Aim of the exercise
Word for word, restate the records that come next, omitting the images.

Data records
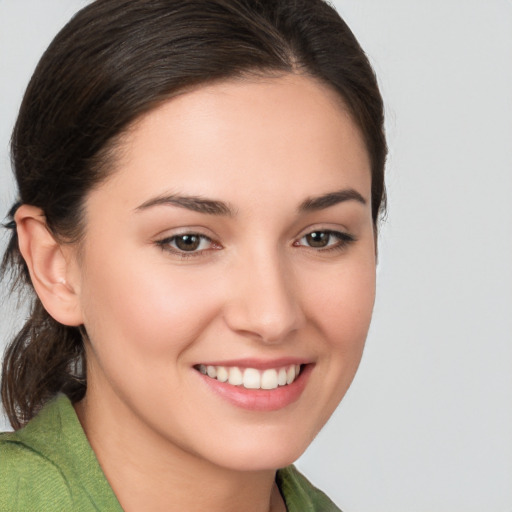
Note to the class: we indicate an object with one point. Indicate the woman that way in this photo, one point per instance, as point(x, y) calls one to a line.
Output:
point(200, 185)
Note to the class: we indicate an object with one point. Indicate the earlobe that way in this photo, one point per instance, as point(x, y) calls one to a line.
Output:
point(48, 266)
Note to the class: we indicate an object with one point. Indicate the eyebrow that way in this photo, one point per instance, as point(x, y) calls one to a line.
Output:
point(194, 203)
point(331, 199)
point(214, 207)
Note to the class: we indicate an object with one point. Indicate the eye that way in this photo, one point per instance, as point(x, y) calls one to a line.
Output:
point(187, 243)
point(326, 239)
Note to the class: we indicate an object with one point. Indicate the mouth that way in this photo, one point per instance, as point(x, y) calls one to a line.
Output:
point(252, 378)
point(256, 386)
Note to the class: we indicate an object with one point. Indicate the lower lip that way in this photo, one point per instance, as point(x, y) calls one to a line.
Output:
point(261, 399)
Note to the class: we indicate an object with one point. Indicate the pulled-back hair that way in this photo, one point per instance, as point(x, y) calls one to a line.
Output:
point(116, 60)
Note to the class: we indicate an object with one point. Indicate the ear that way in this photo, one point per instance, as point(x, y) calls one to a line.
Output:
point(51, 265)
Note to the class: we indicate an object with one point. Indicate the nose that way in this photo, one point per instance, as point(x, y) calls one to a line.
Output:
point(263, 301)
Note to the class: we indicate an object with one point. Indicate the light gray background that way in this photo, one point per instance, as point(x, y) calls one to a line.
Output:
point(427, 424)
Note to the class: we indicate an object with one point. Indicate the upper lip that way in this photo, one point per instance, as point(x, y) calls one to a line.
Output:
point(259, 364)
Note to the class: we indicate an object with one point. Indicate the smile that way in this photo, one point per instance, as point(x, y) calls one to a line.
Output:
point(252, 378)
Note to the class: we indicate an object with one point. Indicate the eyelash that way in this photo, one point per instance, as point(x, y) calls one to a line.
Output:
point(344, 239)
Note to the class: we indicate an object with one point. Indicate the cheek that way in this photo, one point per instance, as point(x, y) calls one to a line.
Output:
point(146, 311)
point(343, 302)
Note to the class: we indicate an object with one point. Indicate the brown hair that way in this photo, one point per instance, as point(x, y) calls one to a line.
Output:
point(114, 61)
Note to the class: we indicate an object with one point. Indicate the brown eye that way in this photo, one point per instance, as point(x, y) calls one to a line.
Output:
point(187, 242)
point(325, 240)
point(318, 239)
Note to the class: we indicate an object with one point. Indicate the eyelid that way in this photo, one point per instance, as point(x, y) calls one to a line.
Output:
point(344, 239)
point(165, 243)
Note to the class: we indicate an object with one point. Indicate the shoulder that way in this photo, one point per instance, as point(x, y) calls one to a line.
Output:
point(300, 494)
point(28, 479)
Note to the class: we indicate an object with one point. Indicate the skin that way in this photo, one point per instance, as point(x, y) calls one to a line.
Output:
point(258, 290)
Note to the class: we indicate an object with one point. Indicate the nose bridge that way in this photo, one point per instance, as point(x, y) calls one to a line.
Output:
point(264, 302)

Response to the task
Note to the class: we indicate an object with one point. Indicate the woman that way in this photo, one point per instance, as point(x, y) calls one to a line.
Output:
point(200, 185)
Note to the class: we indicate an object with one point. Indicate the earlobe that way in this photo, one point per instance, as point(x, y) calls one to a line.
Output:
point(48, 266)
Note to the class: we indicate an object with one point. Indicate the eyebrow that way in this photo, one point per instance, as point(x, y) calls one to a line.
Output:
point(194, 203)
point(331, 199)
point(214, 207)
Note to the class: we indicate an object with one point. Indicate the eye that way in this photo, one point per instance, as point(x, y) calls one to a line.
Output:
point(187, 243)
point(326, 239)
Note to the class: we indicate an object with one point. Indicate the mouth that way in this photo, one point per instance, as point(x, y) calls one to a line.
Output:
point(252, 378)
point(256, 386)
Note to the class: we indicate an object with one point. Indicate the lower lip that way in this photo, one point per instance, as point(x, y) calls one to a line.
Output:
point(261, 399)
Note to the class: we indicate an object with one point. Indicate the pulled-back hair that way in this photo, one point per instance, as point(x, y) calls one to a line.
Output:
point(116, 60)
Note to the class: we indicate an object with one point. Indicate the ear that way in this photo, one point per instance, as point(x, y) calls one to a line.
Output:
point(51, 265)
Note to the class: we indicate an object with one point. Indicate the nose that way in this photo, one point per instance, as point(x, y) calls one to a line.
Output:
point(263, 301)
Note to the class: we indicate an object with one point. Indicate the light gray background that way in this photo, one point per instance, as point(x, y) calls one to a line.
Output:
point(427, 424)
Note to the class: we indicate an object with one point. Indicate the upper lip that way in this photo, one point per instance, as point(x, y) calls one to a line.
Output:
point(259, 364)
Note to the class: we indicate an object with one point. Indicate the smile that way in this photo, one point per instance, as point(x, y) calls one to a line.
Output:
point(252, 378)
Note to the class: we indicate an object with one point. Indicate the eyelash that way in this photo, one point per instance, as point(x, y) calls one to a line.
Output:
point(344, 239)
Note to the class: we indicate an object with one point. Indicate the cheek that way in this photo, one point per instance, as point(x, y) calls one to a line.
Output:
point(146, 311)
point(343, 302)
Note to the class: we indicate an object with one point. Indicate the brown hair that way in this photo, one point per instance, as point(x, y) calls one to a line.
Output:
point(114, 61)
Note to the class: we indicate an object with one point. Indicate the brown eye that way in this photo, one point per instance, as point(x, y) calls one to a line.
Output:
point(187, 242)
point(325, 240)
point(318, 239)
Note to the class: we indicate an object with one point. Indicate the eyelid that way in this photo, one point per instance, as point(x, y) calls one to a line.
Output:
point(344, 239)
point(165, 243)
Note to the class: we indicate an object with one point. Indicate the shoulder that way in this photo, one point per instance, as point(x, y) calls one to a line.
Output:
point(300, 494)
point(28, 479)
Note to the class: we indicate an object with one point. Indicate the skin that way in this photo, one point per instance, as point(x, y) calls one to a line.
Output:
point(258, 290)
Note to the class: we indicate an object with one point. Indicate the nose bridge that way in this photo, one point per instance, as point(x, y) calls one to a line.
Output:
point(264, 302)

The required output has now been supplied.